==== Task data

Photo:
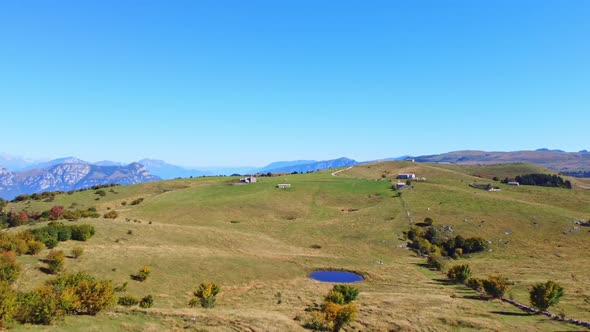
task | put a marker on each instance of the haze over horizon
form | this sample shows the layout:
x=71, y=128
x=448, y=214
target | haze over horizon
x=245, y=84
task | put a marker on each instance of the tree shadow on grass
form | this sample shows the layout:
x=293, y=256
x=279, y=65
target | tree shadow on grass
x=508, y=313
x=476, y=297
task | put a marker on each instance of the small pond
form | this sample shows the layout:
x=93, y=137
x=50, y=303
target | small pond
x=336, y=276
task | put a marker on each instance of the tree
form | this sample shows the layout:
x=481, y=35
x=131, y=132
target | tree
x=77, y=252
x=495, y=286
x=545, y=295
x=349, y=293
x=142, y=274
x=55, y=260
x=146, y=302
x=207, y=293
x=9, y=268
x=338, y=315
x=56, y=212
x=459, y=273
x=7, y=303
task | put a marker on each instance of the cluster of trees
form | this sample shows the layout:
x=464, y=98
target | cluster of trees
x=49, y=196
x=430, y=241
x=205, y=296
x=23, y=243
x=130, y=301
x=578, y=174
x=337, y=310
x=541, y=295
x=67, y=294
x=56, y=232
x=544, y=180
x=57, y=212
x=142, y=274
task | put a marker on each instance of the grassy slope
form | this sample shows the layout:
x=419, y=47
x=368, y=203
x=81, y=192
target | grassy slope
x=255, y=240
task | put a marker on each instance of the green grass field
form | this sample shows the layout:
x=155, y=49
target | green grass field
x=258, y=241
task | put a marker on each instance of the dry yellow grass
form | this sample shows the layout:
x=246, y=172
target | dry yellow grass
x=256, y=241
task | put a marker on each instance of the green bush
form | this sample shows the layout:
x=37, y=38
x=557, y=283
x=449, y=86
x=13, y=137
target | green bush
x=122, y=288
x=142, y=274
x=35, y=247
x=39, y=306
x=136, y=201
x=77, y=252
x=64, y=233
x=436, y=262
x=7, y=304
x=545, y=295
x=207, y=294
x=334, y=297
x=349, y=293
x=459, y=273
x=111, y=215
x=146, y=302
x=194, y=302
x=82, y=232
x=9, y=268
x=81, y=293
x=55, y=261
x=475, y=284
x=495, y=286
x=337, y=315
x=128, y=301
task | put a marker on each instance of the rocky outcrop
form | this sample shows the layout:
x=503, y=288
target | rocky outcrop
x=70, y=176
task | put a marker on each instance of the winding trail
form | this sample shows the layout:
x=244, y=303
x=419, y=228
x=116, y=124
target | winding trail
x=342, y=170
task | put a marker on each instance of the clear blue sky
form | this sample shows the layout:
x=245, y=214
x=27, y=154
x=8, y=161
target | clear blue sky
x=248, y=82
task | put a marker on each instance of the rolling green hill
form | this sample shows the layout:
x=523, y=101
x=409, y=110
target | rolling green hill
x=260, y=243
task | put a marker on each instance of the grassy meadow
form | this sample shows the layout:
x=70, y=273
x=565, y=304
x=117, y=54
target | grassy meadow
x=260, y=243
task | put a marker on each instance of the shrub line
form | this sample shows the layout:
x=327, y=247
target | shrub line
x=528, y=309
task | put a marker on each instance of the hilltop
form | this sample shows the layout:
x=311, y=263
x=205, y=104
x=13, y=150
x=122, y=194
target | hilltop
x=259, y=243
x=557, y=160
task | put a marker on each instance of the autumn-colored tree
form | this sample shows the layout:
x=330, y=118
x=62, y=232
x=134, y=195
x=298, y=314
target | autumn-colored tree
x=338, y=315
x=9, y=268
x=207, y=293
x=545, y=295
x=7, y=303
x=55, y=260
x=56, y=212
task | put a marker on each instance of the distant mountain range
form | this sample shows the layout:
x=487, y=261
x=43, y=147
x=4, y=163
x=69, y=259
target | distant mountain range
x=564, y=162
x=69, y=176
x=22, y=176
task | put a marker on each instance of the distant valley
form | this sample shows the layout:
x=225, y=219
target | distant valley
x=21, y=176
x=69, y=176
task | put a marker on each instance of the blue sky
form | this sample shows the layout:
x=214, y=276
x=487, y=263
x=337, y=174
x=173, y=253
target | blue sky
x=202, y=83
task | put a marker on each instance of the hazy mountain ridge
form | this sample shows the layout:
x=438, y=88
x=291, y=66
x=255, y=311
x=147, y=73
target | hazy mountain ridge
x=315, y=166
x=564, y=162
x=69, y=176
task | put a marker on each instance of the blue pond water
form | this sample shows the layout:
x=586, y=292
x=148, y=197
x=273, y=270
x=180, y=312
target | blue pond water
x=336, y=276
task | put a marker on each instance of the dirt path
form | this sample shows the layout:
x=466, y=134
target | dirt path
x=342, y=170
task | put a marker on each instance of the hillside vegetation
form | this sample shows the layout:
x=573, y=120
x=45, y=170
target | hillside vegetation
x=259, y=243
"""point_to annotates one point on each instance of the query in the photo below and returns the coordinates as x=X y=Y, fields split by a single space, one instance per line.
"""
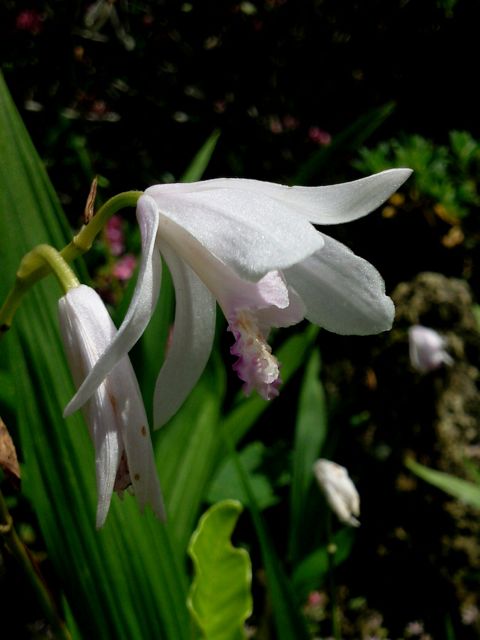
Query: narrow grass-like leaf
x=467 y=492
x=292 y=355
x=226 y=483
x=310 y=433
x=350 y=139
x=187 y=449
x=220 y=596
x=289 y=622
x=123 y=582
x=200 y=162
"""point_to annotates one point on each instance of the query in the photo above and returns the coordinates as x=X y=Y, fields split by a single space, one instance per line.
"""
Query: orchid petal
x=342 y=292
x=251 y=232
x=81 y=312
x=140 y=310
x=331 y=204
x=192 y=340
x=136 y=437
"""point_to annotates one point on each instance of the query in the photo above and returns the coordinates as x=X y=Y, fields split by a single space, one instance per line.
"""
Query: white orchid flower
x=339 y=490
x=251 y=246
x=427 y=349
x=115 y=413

========

(Directions for this task): Quote the data exactly, leaving every image out of the copy.

(Answer to this task):
Photo:
task | put a marker on each instance of the haze over horizon
form | this sample shows the layout:
x=71, y=128
x=448, y=214
target | haze over horizon
x=245, y=84
task | put a marker on each instance of the tree shadow on grass
form | this sample shows the layout:
x=293, y=256
x=279, y=65
target | tree shadow on grass
x=508, y=313
x=476, y=297
task | put a marker on each instance of the small pond
form | this sample shows the layout:
x=93, y=137
x=50, y=303
target | small pond
x=336, y=276
task | put a marker on each instance of the tree
form | this sample shows the layout:
x=481, y=35
x=131, y=132
target | tree
x=77, y=252
x=495, y=286
x=545, y=295
x=349, y=293
x=142, y=274
x=55, y=260
x=146, y=302
x=207, y=293
x=9, y=268
x=338, y=315
x=56, y=212
x=459, y=273
x=7, y=303
task | put a marker on each instance of the cluster of trees
form | this sample shows the layout:
x=464, y=98
target | cluster of trees
x=49, y=196
x=430, y=241
x=205, y=296
x=23, y=243
x=130, y=301
x=578, y=174
x=337, y=310
x=541, y=295
x=67, y=294
x=56, y=232
x=544, y=180
x=57, y=212
x=142, y=274
task | put a marker on each instance of the grassy slope
form | this sample shows the layout:
x=419, y=47
x=368, y=203
x=81, y=192
target | grassy slope
x=255, y=240
task | put a marker on each instance of the green grass field
form | this sample shows the layout:
x=155, y=49
target | green grass field
x=258, y=241
task | put a marker on each instance of the dry yellow grass
form | this sample shows the layout:
x=246, y=172
target | dry yellow grass
x=256, y=241
task | put a marker on each instance of the green bush
form | this sample shows the layout:
x=37, y=38
x=557, y=283
x=449, y=86
x=13, y=137
target | green bush
x=122, y=288
x=142, y=274
x=35, y=247
x=39, y=306
x=136, y=201
x=77, y=252
x=64, y=233
x=436, y=262
x=7, y=304
x=545, y=295
x=207, y=294
x=334, y=297
x=349, y=293
x=459, y=273
x=111, y=215
x=146, y=302
x=194, y=302
x=82, y=232
x=9, y=268
x=81, y=293
x=55, y=261
x=475, y=284
x=495, y=286
x=337, y=315
x=128, y=301
task | put a marker on each instance of the rocky outcrop
form | this sample shows the layout:
x=503, y=288
target | rocky outcrop
x=70, y=176
task | put a marker on each instance of the winding trail
form | this sample shows the layout:
x=244, y=303
x=419, y=228
x=116, y=124
target | winding trail
x=342, y=170
task | put a marker on each instance of the clear blue sky
form | this sample shows the layout:
x=245, y=214
x=27, y=154
x=8, y=161
target | clear blue sky
x=248, y=82
task | put a marker on each instance of the rolling green hill
form | this sample shows the layout:
x=523, y=101
x=409, y=110
target | rolling green hill
x=260, y=243
task | put a marker on each instance of the grassy meadow
form | this sample shows the layout:
x=70, y=273
x=565, y=304
x=117, y=54
target | grassy meadow
x=260, y=243
task | put a marker on each instance of the shrub line
form | this sample shows the layout:
x=327, y=247
target | shrub line
x=528, y=309
task | put a marker on each instance of the hilltop
form | this sample shows the layout:
x=311, y=263
x=205, y=104
x=13, y=150
x=122, y=194
target | hilltop
x=259, y=243
x=557, y=160
task | put a marker on each instance of the autumn-colored tree
form | this sample shows the layout:
x=330, y=118
x=62, y=232
x=134, y=195
x=298, y=314
target | autumn-colored tree
x=338, y=315
x=9, y=268
x=207, y=293
x=545, y=295
x=7, y=303
x=55, y=260
x=56, y=212
task | put a marker on each instance of the distant mountain range
form | this sample shows the layout:
x=487, y=261
x=43, y=147
x=4, y=163
x=69, y=259
target | distant mountain range
x=564, y=162
x=69, y=176
x=22, y=176
task | put a marker on each instance of the distant valley
form | this sample shows the layout:
x=225, y=219
target | distant valley
x=21, y=176
x=69, y=176
task | put a marker on each instance of the blue sky
form | this sample shows the layout:
x=214, y=276
x=487, y=263
x=337, y=174
x=173, y=253
target | blue sky
x=202, y=83
task | put a marker on each instance of the hazy mountain ridge
form | this sample shows the layout:
x=438, y=88
x=291, y=66
x=255, y=311
x=147, y=73
target | hazy mountain ridge
x=315, y=166
x=564, y=162
x=69, y=176
task | put a marker on each instance of the blue pond water
form | this sample shows the layout:
x=586, y=292
x=148, y=197
x=273, y=270
x=180, y=312
target | blue pond water
x=336, y=276
task | put a marker on each instance of the dirt path
form | this sample shows the layout:
x=466, y=134
target | dirt path
x=342, y=170
task | put a marker on each instance of the hillside vegetation
form | this sample shows the layout:
x=573, y=120
x=45, y=170
target | hillside vegetation
x=259, y=243
"""point_to annotates one point on each instance of the query in the photo below and returns the coordinates as x=X y=Y, fields split by a single space, one instance per line.
"""
Query: narrow grass-like leaf
x=467 y=492
x=292 y=355
x=226 y=483
x=310 y=433
x=350 y=139
x=187 y=449
x=220 y=596
x=289 y=622
x=123 y=582
x=200 y=162
"""point_to annotates one point on each instance of the query in the photo above and returns the coordinates as x=X y=Y, fields split by a single space, one instance per line.
"""
Query: orchid petal
x=342 y=292
x=251 y=232
x=81 y=312
x=140 y=310
x=331 y=204
x=192 y=340
x=136 y=437
"""point_to annotates one point on each instance of the query in the photo above and returns the coordinates as x=X y=Y, fields split by a single space, one instance per line.
"""
Query: white orchid flower
x=339 y=490
x=251 y=246
x=427 y=349
x=115 y=413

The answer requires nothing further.